Le compte à rebours quantique est lancé : RSA, ECC et TLS tremblent déjà. Pour survivre à l’ère post-quantique, le code doit évoluer aussi vite que les menaces, en plaçant la cryptographie au cœur du DevSecOps.

Dès 2027, l’ANSSI n’homologuera plus de produits dépourvus de mécanismes post-quantiques, et à l’horizon 2030, il ne sera plus raisonnable d’acquérir des solutions qui n’y résistent pas. Tels sont les propos de Vincent Strubel, Directeur général de l’ANSSI, tenus aux Assises de la Cybersécurité 2025. L’informatique quantique menace non seulement les protocoles de chiffrement, mais aussi tout le paysage logiciel. Bibliothèques, API et routines cryptographiques actuelles risquent de devenir vulnérables dans les prochaines années. Pour anticiper cette transition, les équipes AppSec doivent s’impliquer dès aujourd’hui, et les développeurs devenir des acteurs clés afin de sécuriser code, composants et processus.

Intégrer la cryptographie au cœur du cycle de vie logiciel

Si la puissance des ordinateurs quantiques menace les algorithmes connus comme RSA, Diffie-Hellman ou ECC, le risque ne se limite pas aux réseaux : il touche directement le logiciel. Pour rester sécurisée, chaque application, API ou bibliothèque utilisant le chiffrement devra être auditée, corrigée ou remplacée. Pour chiffrer leurs applications, les développeurs s’appuient aujourd’hui sur des bibliothèques éprouvées telles qu’OpenSSL, BouncyCastle ou libsodium. Bien qu’efficace, cette approche reste risquée et laisse de nombreuses incertitudes : quelles méthodes cryptographiques le code utilise-t-il ? Quels composants embarquent des algorithmes obsolètes ? Les bibliothèques réputées sûres sont-elles correctement intégrées ? Une détection automatisée par les outils SAST va permettre d’alerter les développeurs avant qu’une faille ne soit exploitée. Les équipes AppSec doivent considérer la cryptographie comme un élément auditable et suivi en continu : inventorier algorithmes, bibliothèques et protocoles, ainsi que la durée de vie des clés et les systèmes critiques. Cela permettra d’obtenir une vision de sécurité dynamique, socle de toute migration vers la cryptographie post-quantique.
::::::::::
▶ [CONSIGNE]:
Selon l'extrait de page, à partir de quelle année l'ANSSI n'homologuera-t-elle plus de produits dépourvus de mécanismes post-quantiques ?

▶ [ENREGISTREMENTS]:
::::::::::
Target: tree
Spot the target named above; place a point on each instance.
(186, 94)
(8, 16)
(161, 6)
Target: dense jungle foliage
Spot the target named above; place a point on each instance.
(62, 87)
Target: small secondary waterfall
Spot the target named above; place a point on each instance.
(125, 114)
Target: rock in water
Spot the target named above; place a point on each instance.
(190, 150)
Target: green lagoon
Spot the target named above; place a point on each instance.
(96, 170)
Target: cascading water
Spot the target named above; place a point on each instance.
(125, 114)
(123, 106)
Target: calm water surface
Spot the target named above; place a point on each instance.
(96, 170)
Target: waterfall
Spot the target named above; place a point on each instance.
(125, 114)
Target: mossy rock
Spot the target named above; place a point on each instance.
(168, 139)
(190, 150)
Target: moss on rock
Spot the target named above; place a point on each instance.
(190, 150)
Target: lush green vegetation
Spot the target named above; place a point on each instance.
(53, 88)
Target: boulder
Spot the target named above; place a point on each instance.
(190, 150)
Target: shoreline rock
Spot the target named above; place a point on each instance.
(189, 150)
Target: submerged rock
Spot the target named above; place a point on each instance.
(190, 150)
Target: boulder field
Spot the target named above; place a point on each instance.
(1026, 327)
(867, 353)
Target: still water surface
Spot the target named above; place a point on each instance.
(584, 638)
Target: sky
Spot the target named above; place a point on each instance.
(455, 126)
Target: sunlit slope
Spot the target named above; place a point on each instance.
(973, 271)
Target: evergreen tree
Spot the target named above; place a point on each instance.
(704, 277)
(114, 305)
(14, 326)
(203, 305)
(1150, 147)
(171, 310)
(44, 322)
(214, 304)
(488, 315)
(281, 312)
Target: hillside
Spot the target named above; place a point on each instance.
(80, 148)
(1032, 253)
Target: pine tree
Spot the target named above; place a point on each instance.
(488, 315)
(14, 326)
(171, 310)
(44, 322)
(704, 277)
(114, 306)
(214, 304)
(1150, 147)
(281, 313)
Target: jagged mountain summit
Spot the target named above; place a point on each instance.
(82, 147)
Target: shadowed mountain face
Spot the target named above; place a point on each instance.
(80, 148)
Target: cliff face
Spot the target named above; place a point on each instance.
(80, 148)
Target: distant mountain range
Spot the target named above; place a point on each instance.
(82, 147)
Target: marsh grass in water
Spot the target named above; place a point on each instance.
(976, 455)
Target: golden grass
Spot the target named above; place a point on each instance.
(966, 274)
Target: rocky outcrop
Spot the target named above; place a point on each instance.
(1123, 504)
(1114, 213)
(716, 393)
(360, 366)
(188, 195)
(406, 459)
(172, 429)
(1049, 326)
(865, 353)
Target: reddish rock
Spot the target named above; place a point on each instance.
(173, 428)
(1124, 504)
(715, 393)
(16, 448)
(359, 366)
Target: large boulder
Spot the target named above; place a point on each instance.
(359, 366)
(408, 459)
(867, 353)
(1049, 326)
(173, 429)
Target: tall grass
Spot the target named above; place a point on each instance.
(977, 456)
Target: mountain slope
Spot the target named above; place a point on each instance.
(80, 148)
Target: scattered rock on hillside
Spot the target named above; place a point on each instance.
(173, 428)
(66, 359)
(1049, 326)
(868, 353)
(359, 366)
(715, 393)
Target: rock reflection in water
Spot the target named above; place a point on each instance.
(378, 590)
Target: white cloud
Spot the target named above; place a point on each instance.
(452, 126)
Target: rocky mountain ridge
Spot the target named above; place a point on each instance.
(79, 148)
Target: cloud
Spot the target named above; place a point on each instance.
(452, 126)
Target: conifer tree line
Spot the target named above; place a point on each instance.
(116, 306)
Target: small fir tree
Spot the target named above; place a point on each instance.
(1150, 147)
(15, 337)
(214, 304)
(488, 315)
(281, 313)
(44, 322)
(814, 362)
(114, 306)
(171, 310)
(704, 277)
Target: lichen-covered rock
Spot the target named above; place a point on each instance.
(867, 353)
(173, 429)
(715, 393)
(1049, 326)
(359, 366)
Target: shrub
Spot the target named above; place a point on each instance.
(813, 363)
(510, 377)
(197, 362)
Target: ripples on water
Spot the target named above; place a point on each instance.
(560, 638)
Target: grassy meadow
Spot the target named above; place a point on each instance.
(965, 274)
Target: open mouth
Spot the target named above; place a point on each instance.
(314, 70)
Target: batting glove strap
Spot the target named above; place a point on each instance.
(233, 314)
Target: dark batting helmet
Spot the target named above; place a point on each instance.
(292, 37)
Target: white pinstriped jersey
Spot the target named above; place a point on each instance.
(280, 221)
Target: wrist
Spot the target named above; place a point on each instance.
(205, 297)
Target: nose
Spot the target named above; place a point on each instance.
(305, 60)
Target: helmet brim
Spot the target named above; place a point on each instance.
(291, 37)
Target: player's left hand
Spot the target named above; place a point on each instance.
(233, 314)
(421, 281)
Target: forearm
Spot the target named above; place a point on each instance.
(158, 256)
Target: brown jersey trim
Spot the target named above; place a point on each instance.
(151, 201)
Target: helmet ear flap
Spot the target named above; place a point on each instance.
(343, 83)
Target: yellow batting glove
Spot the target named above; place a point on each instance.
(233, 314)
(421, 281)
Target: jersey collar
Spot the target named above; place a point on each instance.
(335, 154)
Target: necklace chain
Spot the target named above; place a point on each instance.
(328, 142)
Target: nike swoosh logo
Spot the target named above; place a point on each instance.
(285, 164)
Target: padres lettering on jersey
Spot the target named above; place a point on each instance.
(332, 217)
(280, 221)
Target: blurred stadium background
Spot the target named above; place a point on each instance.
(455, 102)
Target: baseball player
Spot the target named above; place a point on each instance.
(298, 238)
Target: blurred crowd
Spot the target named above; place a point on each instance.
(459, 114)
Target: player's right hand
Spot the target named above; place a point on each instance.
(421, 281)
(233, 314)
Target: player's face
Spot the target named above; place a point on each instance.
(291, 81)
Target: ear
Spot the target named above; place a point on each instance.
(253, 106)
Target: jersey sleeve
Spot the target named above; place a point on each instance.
::::::::::
▶ [RÉPONSE ATTENDUE]:
Dès 2027.